*TASK ITEM:* Copy each of the following records verbatim, keeping every line unchanged.

*AVAILABLE DATA:*
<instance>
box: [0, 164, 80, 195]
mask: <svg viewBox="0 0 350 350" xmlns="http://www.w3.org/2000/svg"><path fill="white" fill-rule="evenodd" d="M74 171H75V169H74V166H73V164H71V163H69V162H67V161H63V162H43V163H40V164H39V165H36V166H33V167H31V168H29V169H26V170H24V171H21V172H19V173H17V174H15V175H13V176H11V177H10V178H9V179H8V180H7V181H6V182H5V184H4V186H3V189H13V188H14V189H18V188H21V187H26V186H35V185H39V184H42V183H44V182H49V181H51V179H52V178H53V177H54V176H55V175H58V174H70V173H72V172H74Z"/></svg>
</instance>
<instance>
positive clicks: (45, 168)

*SOLUTION TO THE PROBLEM:*
<instance>
box: [0, 164, 80, 195]
mask: <svg viewBox="0 0 350 350" xmlns="http://www.w3.org/2000/svg"><path fill="white" fill-rule="evenodd" d="M74 171H75V169H74V166H73V164H71V163H69V162H67V161H63V162H43V163H40V164H39V165H36V166H33V167H31V168H29V169H26V170H24V171H21V172H19V173H17V174H15V175H13V176H11V177H10V178H9V179H8V180H7V181H6V182H5V184H4V186H3V189H13V188H14V189H18V188H21V187H26V186H35V185H39V184H42V183H44V182H49V181H51V179H52V178H53V177H54V176H55V175H58V174H70V173H72V172H74Z"/></svg>
</instance>
<instance>
positive clicks: (45, 168)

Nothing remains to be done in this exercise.